Supplied text Start Marker

This article discusses an actual Social Security disability claim that was denied and appealed to federal court. I'll discuss the facts of the case and the judge's decision from 2015, then look at a few lessons to be learned.
The claimant, Nevida Cypress, worked as a school janitor until mid-2011 when she applied for disability benefits, initially based on carpal tunnel syndrome and depression. The claimant later provided evidence that she suffered from several other impairments, including back problems, joint pain, diabetes with neuropathy, and obesity.
To support the claimant's disability case, the claimant's treating nurse practitioner provided a written opinion that she was unable to work due to problems standing and lifting. Nevertheless, the administrative law judge (ALJ) found that the nurse practitioner's opinion was of "little significance," and that the claimant's Residual Functional Capacity (RFC) allowed her to perform work at the "light" exertional level (which involves standing for up to six hours in an eight-hour workday). Based on the testimony of Social Security's vocational expert, the ALJ found the claimant capable of performing light jobs such as housekeeper or cafeteria attendant.

Supplied text End Marker

» **Problems and tasks**
#1 According to the disability claim article, what light jobs did the vocational expert's testimony lead the ALJ to find the claimant could do?
#2 Continue the disability claim article from where it stops.

Supplied records Start Marker

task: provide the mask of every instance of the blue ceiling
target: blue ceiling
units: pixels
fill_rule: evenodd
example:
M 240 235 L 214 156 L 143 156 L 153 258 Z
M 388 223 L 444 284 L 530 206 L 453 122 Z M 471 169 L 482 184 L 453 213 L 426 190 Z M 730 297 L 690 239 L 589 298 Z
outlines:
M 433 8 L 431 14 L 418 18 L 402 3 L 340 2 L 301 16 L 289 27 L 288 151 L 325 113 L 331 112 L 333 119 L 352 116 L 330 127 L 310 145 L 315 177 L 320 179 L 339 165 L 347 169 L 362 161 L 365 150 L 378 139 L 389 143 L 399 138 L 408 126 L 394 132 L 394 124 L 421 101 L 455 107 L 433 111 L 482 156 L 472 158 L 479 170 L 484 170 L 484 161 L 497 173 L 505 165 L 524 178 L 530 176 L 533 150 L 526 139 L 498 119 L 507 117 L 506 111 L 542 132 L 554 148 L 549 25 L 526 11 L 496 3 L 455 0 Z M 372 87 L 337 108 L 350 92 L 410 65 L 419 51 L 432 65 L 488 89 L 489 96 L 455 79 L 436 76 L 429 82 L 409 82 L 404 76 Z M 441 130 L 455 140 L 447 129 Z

Supplied records End Marker

» **Exercise responses**
#1 Housekeeper or cafeteria attendant.

#2
Cypress appealed the denial of benefits to the Appeals Council and then in federal district court, but both upheld the ALJ's determination. Finally, she appealed her case to the Eighth Circuit Court of Appeals.
In upholding Social Security's denial of benefits, the Eighth Circuit agreed with the administrative law judge that the nurse practitioner's opinion was not entitled to significant weight. The judge wrote:
Ultimately, the question of whether an individual is able to work is a legal issue, not a medical one, the judge found. While Social Security's "treating physician rule" means that treating providers' opinions are generally entitled to significant weight, those opinions must deal with medical issues. The judge took issue with the fact that the nurse practitioner's opinion focused on whether she thought Cypress was disabled. Because "disability" is a legal term that is precisely defined in Social Security regulations, treating medical providers generally are not qualified to offer an opinion that a person is disabled for purposes of a disability claim.
The judge also determined that the ALJ's RFC finding was supported by substantial medical evidence. In particular, the claimant's MRIs revealed only mild problems, and on examination the claimant had full range of motion and muscle strength in her hands and wrists. Moreover, the judge found that the claimant's carpal tunnel syndrome was not as severe as alleged because she had refused a carpal tunnel release surgery.
The judge affirmed the district court's decision denying Social Security benefits.
Some employers require that employees who miss time due to illness must bring a doctor's note confirming that they were unable to work. While this might be good enough for some employers, it's not good enough for Social Security.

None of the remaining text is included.